--- begin Passage given ---

QUESTION: My tenant is converting from a partnership into a limited liability partnership. I have been asked to consent to the assignment of the lease from the partnership to the LLP. What should I do?

Consider what, if any, obligations you have in considering the application. If the lease permits assignments with landlord’s consent, which is not to be unreasonably withheld, the landlord has a statutory duty to give consent.

The benefits from converting to an LLP, particularly the removal of a personal liability for the partners in the business, are appealing, and it is that that worries landlords.

The fact that the LLP is unlikely to have a trading history and financial accounts will not necessarily constitute a reason to refuse consent. This can be overcome by reviewing the partnership trading history and accounts.

You can also obtain a copy of the asset transfer agreement to ascertain whether any assets are being transferred out of the business before conversion, which might give rise to an entitlement to refuse consent. Any consent granted should then contain a warranty from the partners and the LLP that the business assets have been transferred to the LLP.

If you are still concerned about the assignment, consider whether additional security is required. Personal guarantees from the partners may not be reasonable if you are dealing with older leases where the landlord enjoys the benefit of partner covenants.

Instead, consider early release provisions for security based on the LLP meeting conventional profit tests. With new leases, a landlord should be able to secure an authorised guarantee agreement from the original tenant partners.

Finally, consider whether there are other provisions in the lease that need to be varied in connection with the conversion. In particular, look at the forfeiture clause to ensure it deals with the insolvency of the LLP.

--- end Passage given ---

--- Requests ---
**A.** In the lease assignment Q&A, what does the landlord have if the lease allows assignment with consent that is not to be unreasonably withheld?
**B.** From the lease assignment Q&A, list each thing the landlord is told to consider.
**C.** Rewrite the part of the lease assignment Q&A that opens with "QUESTION: My tenant" and closes with "to give consent.", putting "legal obligation" in place of "statutory duty".
The entries that follow are separate material, unrelated to the lease assignment Q&A.

--- begin Stored rows ---

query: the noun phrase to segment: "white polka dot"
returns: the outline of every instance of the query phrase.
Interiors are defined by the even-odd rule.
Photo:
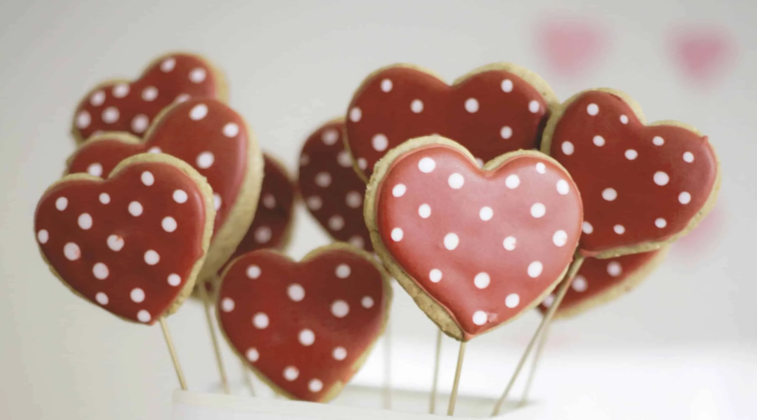
[[[300,302],[305,298],[305,288],[301,285],[292,283],[286,288],[287,296],[294,302]]]
[[[120,117],[121,114],[118,112],[118,108],[116,107],[107,107],[102,110],[102,114],[100,115],[101,118],[104,123],[108,124],[112,124]]]
[[[420,99],[413,99],[410,102],[410,110],[416,114],[420,114],[423,111],[423,101]]]
[[[475,277],[473,278],[473,284],[475,285],[475,287],[479,289],[485,289],[491,282],[491,278],[489,277],[489,275],[485,272],[479,272],[475,275]]]
[[[350,313],[350,306],[347,302],[338,300],[332,303],[332,315],[337,318],[344,318]]]
[[[150,266],[154,266],[160,260],[160,256],[154,250],[148,250],[145,253],[145,262]]]
[[[543,217],[546,213],[547,207],[545,207],[541,203],[534,203],[534,205],[531,207],[531,215],[537,219]]]
[[[494,210],[490,207],[483,207],[478,210],[478,217],[481,220],[487,222],[491,220],[491,218],[494,216]]]
[[[534,261],[533,263],[528,264],[528,277],[536,278],[541,275],[542,269],[544,269],[544,266],[541,265],[541,263]]]
[[[423,173],[431,173],[436,168],[436,162],[431,157],[424,157],[418,162],[418,169]]]
[[[477,310],[473,313],[473,323],[476,325],[483,325],[487,321],[486,313],[482,310]]]
[[[466,110],[473,114],[478,110],[478,101],[475,98],[466,99]]]
[[[259,312],[252,316],[252,325],[259,330],[268,328],[268,316]]]
[[[123,238],[117,235],[111,235],[105,240],[107,247],[114,251],[120,251],[123,247]]]
[[[262,270],[260,270],[260,266],[253,264],[247,267],[245,272],[247,273],[248,278],[255,279],[260,276]]]
[[[129,214],[135,217],[140,216],[143,210],[142,204],[139,201],[132,201],[129,204]]]
[[[455,173],[450,176],[447,179],[447,183],[449,184],[452,189],[459,190],[463,188],[463,185],[466,183],[465,178],[462,175]]]
[[[185,203],[187,198],[188,198],[188,196],[184,190],[176,190],[173,191],[173,201],[176,203]]]
[[[79,227],[84,230],[88,230],[92,227],[92,216],[89,216],[89,213],[83,213],[79,215],[79,219],[76,219],[79,223]]]
[[[102,164],[99,163],[90,163],[87,166],[87,173],[92,175],[92,176],[102,176]]]
[[[192,70],[189,72],[189,80],[191,80],[192,83],[201,83],[205,80],[205,76],[207,75],[207,73],[205,71],[205,69],[202,67],[197,67],[195,69],[192,69]]]
[[[298,340],[299,340],[300,344],[303,346],[312,346],[316,342],[316,334],[313,332],[313,330],[305,328],[300,331],[299,335],[298,335]]]
[[[198,104],[189,110],[189,118],[195,121],[199,121],[207,115],[207,105],[205,104]]]
[[[513,236],[508,236],[505,238],[504,241],[502,241],[502,246],[505,247],[507,250],[512,250],[516,249],[516,238]]]
[[[95,300],[101,305],[107,305],[108,302],[107,295],[101,291],[98,291],[97,292],[97,294],[95,295]]]

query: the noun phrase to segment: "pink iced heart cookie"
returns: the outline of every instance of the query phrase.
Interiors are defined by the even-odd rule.
[[[232,347],[277,393],[326,402],[366,359],[391,300],[369,255],[332,244],[299,263],[269,250],[237,258],[216,306]]]
[[[369,76],[353,96],[347,144],[366,180],[388,151],[422,135],[452,138],[483,162],[538,148],[557,102],[546,82],[515,64],[484,66],[451,86],[415,66],[389,66]]]
[[[571,173],[584,200],[579,247],[598,258],[657,249],[693,229],[715,204],[715,150],[675,121],[644,125],[622,92],[579,93],[544,131],[542,151]]]
[[[363,218],[366,183],[352,169],[344,142],[344,120],[319,127],[300,152],[299,188],[307,210],[337,241],[372,251]]]
[[[376,166],[366,195],[374,249],[448,335],[462,341],[534,307],[562,278],[581,235],[581,196],[537,151],[479,169],[459,145],[408,142]]]
[[[191,98],[226,101],[220,72],[199,55],[164,55],[139,79],[104,82],[88,93],[76,107],[71,132],[77,142],[107,131],[141,137],[164,108]]]
[[[192,291],[213,232],[212,190],[191,166],[141,154],[107,179],[64,176],[37,204],[42,257],[74,293],[152,324]]]
[[[192,165],[213,187],[213,242],[199,278],[213,275],[245,236],[254,215],[263,179],[263,156],[244,119],[215,99],[190,99],[167,108],[144,142],[106,132],[79,146],[68,172],[107,176],[118,162],[144,152],[175,156]]]

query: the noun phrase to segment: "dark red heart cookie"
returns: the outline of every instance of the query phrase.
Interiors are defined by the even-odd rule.
[[[37,204],[34,229],[51,271],[121,318],[153,324],[191,291],[213,232],[212,190],[164,154],[122,162],[103,180],[64,177]]]
[[[213,187],[213,243],[199,278],[229,260],[252,221],[263,179],[263,156],[244,119],[214,99],[190,99],[167,108],[144,142],[107,132],[83,143],[69,158],[68,172],[106,176],[118,162],[139,153],[163,152],[188,163]]]
[[[216,306],[232,348],[261,379],[286,397],[326,402],[365,361],[391,300],[372,258],[335,244],[299,263],[270,250],[240,257]]]
[[[586,258],[553,316],[575,316],[597,305],[620,297],[646,278],[662,262],[667,253],[668,247],[665,247],[606,260]],[[538,306],[542,313],[549,310],[554,297],[550,294]]]
[[[310,214],[334,239],[371,252],[363,218],[366,183],[352,169],[344,132],[344,120],[338,118],[307,138],[300,152],[299,188]]]
[[[718,158],[707,137],[674,121],[644,125],[625,94],[586,91],[550,120],[542,149],[584,200],[587,256],[656,249],[693,229],[715,204]]]
[[[71,133],[77,142],[107,131],[142,137],[166,107],[192,98],[226,101],[220,72],[199,55],[173,53],[154,60],[139,79],[99,84],[76,107]]]
[[[468,341],[534,307],[581,235],[581,196],[537,151],[479,169],[459,145],[408,142],[376,166],[366,195],[373,247],[440,328]]]
[[[480,67],[451,86],[417,67],[394,65],[369,76],[353,97],[347,143],[366,180],[388,151],[432,134],[456,141],[483,164],[506,152],[538,148],[557,103],[546,82],[514,64]]]

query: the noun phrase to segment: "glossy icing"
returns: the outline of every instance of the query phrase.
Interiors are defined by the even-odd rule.
[[[387,316],[388,286],[367,258],[338,248],[301,263],[269,250],[246,254],[221,282],[221,328],[279,392],[329,400],[362,364]]]
[[[352,168],[344,130],[344,120],[330,121],[305,141],[300,152],[300,191],[310,214],[334,239],[372,251],[363,217],[366,184]]]
[[[153,324],[194,282],[204,256],[204,206],[199,187],[179,169],[138,162],[105,181],[58,182],[39,200],[34,229],[45,259],[77,294]]]
[[[536,152],[484,170],[450,146],[420,146],[391,163],[375,212],[394,263],[456,320],[466,340],[540,301],[581,235],[575,185]]]
[[[550,154],[584,200],[580,247],[588,256],[684,231],[718,177],[706,136],[673,125],[645,126],[615,95],[590,91],[565,110]]]

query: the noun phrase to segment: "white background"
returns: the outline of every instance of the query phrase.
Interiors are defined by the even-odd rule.
[[[561,99],[588,87],[631,95],[650,120],[708,134],[723,165],[715,233],[674,252],[638,290],[553,328],[534,394],[633,406],[651,418],[753,418],[757,390],[757,10],[753,2],[32,2],[0,4],[0,418],[166,418],[176,382],[160,329],[126,324],[59,284],[39,256],[37,199],[73,150],[75,104],[97,82],[136,76],[153,57],[195,51],[225,70],[231,104],[265,150],[292,170],[308,132],[342,114],[373,70],[397,61],[448,80],[509,61],[541,74]],[[551,71],[535,49],[546,12],[603,23],[608,47],[580,76]],[[678,23],[724,27],[737,54],[723,76],[687,82],[668,42]],[[752,154],[755,153],[755,155]],[[303,208],[290,254],[327,243]],[[435,329],[397,291],[396,386],[428,388]],[[469,346],[462,391],[495,395],[535,328],[530,313]],[[201,307],[169,323],[191,388],[216,380]],[[448,386],[455,344],[444,348]],[[357,378],[378,384],[380,353]],[[226,353],[232,375],[238,364]],[[645,401],[646,399],[650,399]],[[639,410],[641,410],[640,412]],[[601,415],[585,418],[602,418]]]

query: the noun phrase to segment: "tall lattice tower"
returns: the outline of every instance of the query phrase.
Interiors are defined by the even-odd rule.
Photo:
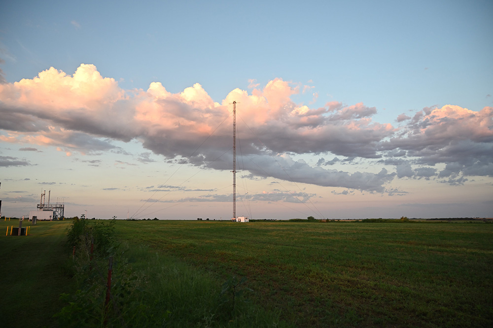
[[[236,221],[236,101],[233,102],[233,218]]]

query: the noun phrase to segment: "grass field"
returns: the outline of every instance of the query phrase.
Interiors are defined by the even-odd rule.
[[[493,225],[119,222],[302,327],[493,325]]]
[[[4,233],[7,223],[0,222]],[[56,327],[58,295],[73,292],[64,247],[70,223],[39,222],[30,236],[0,237],[2,327]],[[246,296],[267,311],[265,322],[274,314],[280,326],[493,326],[492,224],[119,221],[115,228],[133,269],[155,277],[148,296],[175,295],[172,318],[194,315],[187,304],[209,301],[206,294],[236,276],[246,278],[253,291]],[[177,282],[183,275],[194,290]]]
[[[0,221],[0,326],[57,326],[52,316],[63,306],[60,294],[71,288],[64,272],[70,223],[38,222],[30,235],[6,236],[7,227],[19,227],[19,221]],[[23,224],[31,225],[27,220]]]

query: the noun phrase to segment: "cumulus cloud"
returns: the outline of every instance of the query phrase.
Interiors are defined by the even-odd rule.
[[[376,108],[362,103],[331,101],[312,108],[291,100],[301,85],[280,78],[263,88],[249,82],[254,88],[250,94],[237,88],[216,102],[198,83],[177,93],[158,82],[146,90],[125,90],[94,65],[81,64],[72,75],[50,67],[33,79],[0,84],[0,129],[5,131],[0,141],[54,147],[70,155],[123,153],[115,141],[137,140],[167,162],[230,169],[224,155],[231,151],[228,119],[236,101],[239,145],[248,158],[243,169],[256,177],[383,192],[396,177],[459,183],[464,175],[492,175],[491,107],[425,108],[412,117],[399,115],[397,121],[405,124],[397,129],[373,121]],[[313,166],[290,156],[305,154],[333,159],[321,158]],[[149,163],[155,160],[150,155],[137,160]],[[394,165],[395,172],[331,167],[354,159]],[[451,165],[439,172],[430,167],[438,163]]]
[[[29,162],[12,156],[0,156],[0,166],[25,166],[31,165]]]
[[[445,164],[438,177],[493,176],[493,108],[474,111],[458,106],[424,108],[398,135],[381,143],[382,149],[406,151],[422,165]],[[422,173],[433,170],[421,169]],[[453,184],[464,179],[451,180]]]

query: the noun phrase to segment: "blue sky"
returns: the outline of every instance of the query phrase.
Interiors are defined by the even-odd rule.
[[[492,216],[492,14],[488,1],[6,3],[2,212],[51,188],[70,216],[227,218],[230,155],[215,160],[230,121],[176,162],[238,98],[240,141],[257,143],[242,174],[254,218]],[[163,185],[176,188],[146,202]]]

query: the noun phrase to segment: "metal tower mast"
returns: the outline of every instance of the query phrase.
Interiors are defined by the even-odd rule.
[[[236,101],[233,102],[233,218],[236,220]]]

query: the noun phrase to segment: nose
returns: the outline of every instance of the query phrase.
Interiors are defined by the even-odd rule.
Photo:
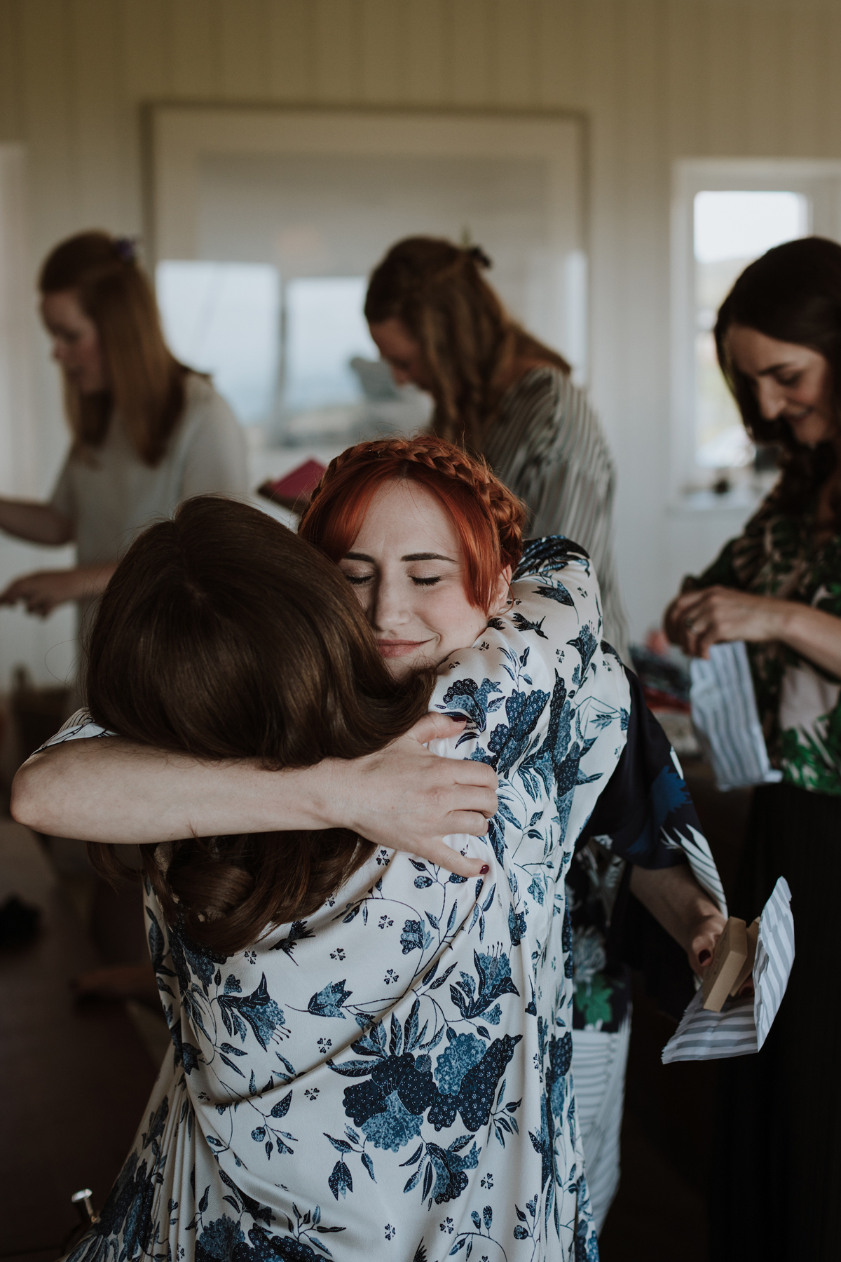
[[[757,385],[757,403],[765,420],[777,420],[786,408],[786,391],[772,377],[760,377]]]
[[[369,612],[374,631],[387,635],[409,622],[410,612],[402,599],[403,586],[390,575],[381,575]]]

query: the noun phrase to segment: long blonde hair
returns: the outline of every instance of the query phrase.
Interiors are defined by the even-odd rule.
[[[83,395],[71,381],[64,384],[77,444],[100,447],[116,410],[137,456],[154,468],[184,411],[189,370],[164,341],[155,295],[134,244],[97,231],[68,237],[44,260],[38,289],[74,293],[100,338],[110,389]]]
[[[364,314],[369,324],[398,319],[419,343],[435,400],[439,438],[480,452],[518,360],[566,360],[508,314],[482,275],[490,260],[478,247],[436,237],[406,237],[374,268]]]

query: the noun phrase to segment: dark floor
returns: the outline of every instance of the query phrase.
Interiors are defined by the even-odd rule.
[[[744,837],[749,795],[716,793],[702,766],[687,766],[685,771],[729,893]],[[15,838],[9,837],[8,856],[13,854],[14,842]],[[21,852],[19,858],[24,867],[34,863],[32,854],[26,858]],[[11,876],[9,871],[4,875]],[[0,1022],[5,1027],[0,1069],[6,1083],[16,1080],[23,1087],[15,1093],[23,1108],[4,1109],[0,1133],[0,1152],[6,1157],[0,1162],[3,1200],[15,1206],[11,1214],[1,1215],[1,1262],[55,1258],[73,1223],[68,1198],[78,1186],[97,1184],[96,1200],[102,1203],[127,1151],[154,1076],[142,1040],[125,1013],[113,1006],[79,1010],[72,1005],[67,987],[67,978],[81,968],[92,967],[97,957],[113,962],[134,958],[137,944],[142,945],[139,907],[129,907],[125,901],[130,899],[129,892],[113,896],[107,890],[92,887],[90,899],[101,900],[95,917],[98,925],[95,950],[71,906],[78,900],[67,899],[72,881],[69,886],[66,881],[64,888],[39,887],[44,881],[43,870],[35,871],[33,880],[32,900],[45,907],[54,934],[47,934],[20,955],[13,953],[14,959],[10,955],[0,959],[0,991],[11,1001],[1,1006],[6,1017]],[[76,1073],[74,1089],[69,1093],[61,1087],[58,1094],[53,1089],[44,1090],[45,1083],[58,1085],[54,1066],[48,1063],[44,1050],[48,1040],[39,1044],[44,1020],[50,1030],[55,1021],[62,1025],[66,1051],[72,1053]],[[663,1065],[659,1055],[673,1030],[673,1022],[656,1011],[635,983],[622,1132],[622,1182],[600,1238],[603,1262],[706,1262],[707,1258],[714,1066],[701,1063]],[[106,1044],[119,1049],[116,1064],[102,1055]],[[130,1100],[120,1099],[116,1116],[112,1112],[120,1094],[116,1076],[125,1080],[117,1066],[122,1060],[125,1070],[126,1058],[134,1065],[135,1090]],[[102,1075],[108,1079],[107,1084]],[[96,1117],[86,1116],[83,1102],[90,1099],[103,1100],[105,1107]],[[52,1142],[50,1136],[68,1129],[76,1135],[71,1150]],[[67,1157],[59,1165],[57,1151]],[[50,1152],[52,1157],[45,1156]],[[10,1194],[9,1200],[6,1194]]]

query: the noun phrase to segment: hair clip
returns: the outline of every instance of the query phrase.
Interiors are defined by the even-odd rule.
[[[134,237],[115,237],[113,252],[122,262],[137,261],[137,242]]]
[[[473,259],[473,261],[477,264],[477,266],[479,266],[479,268],[493,268],[493,264],[492,264],[490,259],[484,252],[484,250],[482,249],[480,245],[472,245],[464,252],[467,254],[468,259]]]

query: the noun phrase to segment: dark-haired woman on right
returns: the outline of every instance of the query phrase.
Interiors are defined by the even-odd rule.
[[[780,875],[797,959],[758,1056],[722,1063],[711,1257],[841,1257],[841,246],[769,250],[715,328],[748,433],[780,476],[744,533],[666,611],[686,652],[745,640],[779,784],[754,791],[733,910],[753,919]]]

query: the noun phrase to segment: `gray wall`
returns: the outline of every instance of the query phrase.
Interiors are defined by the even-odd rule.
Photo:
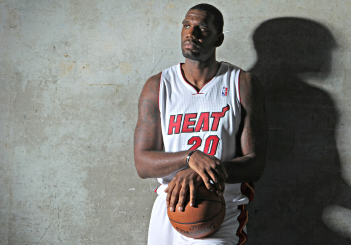
[[[197,3],[0,1],[0,244],[146,244],[158,185],[134,167],[138,98],[184,61],[180,23]],[[351,3],[209,3],[224,17],[218,59],[266,93],[248,244],[349,244]]]

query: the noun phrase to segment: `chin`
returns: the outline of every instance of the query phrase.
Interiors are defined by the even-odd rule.
[[[181,52],[183,54],[183,56],[187,59],[190,59],[194,60],[198,60],[200,58],[200,54],[197,53],[194,53],[192,51],[182,50]]]

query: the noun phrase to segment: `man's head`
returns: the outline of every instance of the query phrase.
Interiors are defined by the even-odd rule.
[[[184,57],[198,61],[215,59],[216,48],[224,39],[223,23],[221,13],[212,5],[201,4],[191,8],[183,22]]]
[[[191,7],[189,10],[197,9],[206,12],[207,14],[211,14],[213,16],[213,24],[217,31],[217,34],[220,34],[223,33],[223,26],[224,21],[222,13],[217,8],[211,4],[200,4]]]

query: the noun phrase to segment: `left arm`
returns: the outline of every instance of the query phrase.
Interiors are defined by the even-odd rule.
[[[267,147],[267,119],[259,81],[242,71],[239,83],[241,121],[237,142],[241,156],[222,163],[229,176],[225,182],[231,183],[257,181],[263,170]]]

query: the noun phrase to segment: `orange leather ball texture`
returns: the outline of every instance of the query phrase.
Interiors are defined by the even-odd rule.
[[[194,205],[190,205],[190,195],[187,193],[183,211],[178,205],[175,210],[167,213],[171,223],[178,232],[188,237],[200,238],[216,231],[220,226],[225,215],[225,202],[223,196],[209,191],[204,184],[196,191]]]

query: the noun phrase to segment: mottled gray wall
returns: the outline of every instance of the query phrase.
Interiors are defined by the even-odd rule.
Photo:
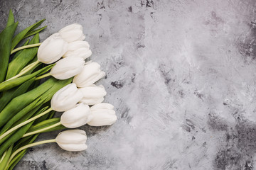
[[[78,22],[107,77],[110,127],[82,128],[88,149],[33,147],[19,169],[256,169],[256,1],[5,1],[43,40]],[[53,138],[57,132],[41,135]]]

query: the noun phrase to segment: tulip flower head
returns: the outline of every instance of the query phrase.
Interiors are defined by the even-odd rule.
[[[86,41],[74,41],[68,44],[68,50],[63,57],[82,57],[87,59],[92,55],[90,45]]]
[[[55,138],[58,145],[67,151],[82,151],[87,148],[86,133],[82,130],[70,130],[60,132]]]
[[[85,125],[92,118],[89,106],[82,103],[64,112],[60,117],[60,123],[68,128],[76,128]]]
[[[73,23],[64,27],[58,32],[60,36],[68,42],[83,40],[85,35],[82,33],[82,26],[78,23]]]
[[[104,103],[92,106],[90,110],[93,118],[87,124],[91,126],[111,125],[117,119],[113,108],[112,105]]]
[[[81,57],[61,59],[51,69],[50,74],[58,79],[68,79],[80,73],[85,65]]]
[[[38,60],[45,64],[53,63],[68,51],[68,46],[59,33],[53,34],[39,46]]]
[[[104,101],[104,96],[107,92],[102,85],[97,86],[92,84],[89,86],[78,89],[83,95],[82,98],[79,101],[87,105],[100,103]]]
[[[102,78],[105,73],[100,70],[100,65],[97,62],[85,64],[82,71],[74,76],[73,82],[78,87],[89,86]]]
[[[70,84],[58,90],[50,101],[51,108],[59,112],[66,111],[73,108],[82,98],[75,84]]]

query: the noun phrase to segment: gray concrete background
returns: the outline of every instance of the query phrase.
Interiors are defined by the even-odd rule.
[[[256,169],[253,0],[1,0],[43,40],[83,26],[118,120],[84,126],[88,149],[30,149],[21,169]],[[43,134],[51,139],[57,132]]]

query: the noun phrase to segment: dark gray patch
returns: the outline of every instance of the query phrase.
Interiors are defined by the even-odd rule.
[[[104,1],[102,1],[102,2],[97,2],[97,9],[105,9],[105,6],[104,6]]]
[[[171,83],[175,82],[175,79],[171,77],[171,73],[173,72],[171,69],[168,68],[164,64],[161,64],[159,66],[159,70],[161,73],[161,75],[163,76],[164,79],[164,84],[169,86],[171,84]]]
[[[217,28],[220,24],[223,23],[223,20],[217,16],[215,11],[211,11],[210,18],[203,22],[203,24],[206,26],[210,25],[211,27]],[[215,30],[215,29],[213,30]]]
[[[250,161],[246,161],[245,165],[245,170],[253,170],[253,164]]]
[[[112,81],[110,83],[110,84],[112,86],[114,86],[115,88],[117,89],[121,89],[124,86],[124,82],[118,80],[118,81]]]
[[[181,128],[188,132],[191,132],[191,128],[189,126],[188,126],[187,125],[182,125]]]
[[[128,8],[128,12],[132,13],[132,6],[129,6],[129,7]]]
[[[195,91],[194,93],[193,93],[198,98],[199,98],[200,99],[202,99],[202,100],[203,100],[203,98],[204,98],[204,95],[203,94],[201,94],[201,93],[199,93],[198,91]]]
[[[48,168],[46,167],[46,161],[43,161],[41,162],[42,164],[40,165],[40,168],[42,170],[48,170]]]
[[[235,129],[226,133],[226,143],[222,145],[215,159],[215,169],[253,169],[256,153],[256,125],[237,118]]]
[[[186,124],[191,127],[193,130],[196,128],[195,124],[189,119],[186,119]]]
[[[100,135],[101,132],[105,132],[111,126],[90,126],[85,125],[81,128],[86,132],[86,135],[90,137],[94,135]]]
[[[136,48],[137,48],[137,49],[144,48],[144,47],[145,47],[145,45],[141,45],[140,43],[137,43],[137,44],[136,45]]]
[[[250,63],[256,58],[256,25],[255,22],[249,24],[250,31],[241,38],[238,42],[238,51],[243,56],[245,63]]]
[[[183,90],[179,90],[179,91],[178,91],[178,95],[181,96],[181,98],[183,98],[183,97],[184,97],[185,94],[184,94]]]
[[[132,76],[132,82],[133,82],[133,83],[134,82],[135,78],[136,78],[136,74],[133,73]]]
[[[151,18],[153,18],[153,16],[153,16],[153,13],[154,13],[154,12],[151,12],[151,13],[150,13],[150,16],[151,16]]]
[[[146,0],[146,1],[142,0],[141,5],[142,5],[142,6],[146,6],[146,8],[154,8],[153,0]]]
[[[212,130],[216,130],[218,131],[227,131],[228,130],[228,124],[224,120],[220,119],[216,116],[214,113],[208,114],[208,120],[207,124],[209,125],[210,128]]]
[[[129,115],[129,108],[127,108],[121,113],[121,118],[126,120],[127,123],[129,123],[132,118]]]
[[[46,166],[46,161],[36,162],[36,161],[23,161],[21,160],[16,166],[18,166],[19,169],[40,169],[40,170],[48,170]]]
[[[241,159],[242,154],[235,148],[227,148],[225,150],[220,151],[214,160],[215,169],[242,169]]]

--- end Stored rows ---

--- Answers for the exercise ---
**A.** A statutory duty to give consent.

**B.**
- What, if any, obligations the landlord has in considering the application
- Whether additional security is required
- Early release provisions for security based on the LLP meeting conventional profit tests
- Whether other provisions in the lease need to be varied in connection with the conversion

**C.**
QUESTION: My tenant is converting from a partnership into a limited liability partnership. I have been asked to consent to the assignment of the lease from the partnership to the LLP. What should I do?

Consider what, if any, obligations you have in considering the application. If the lease permits assignments with landlord’s consent, which is not to be unreasonably withheld, the landlord has a legal obligation to give consent.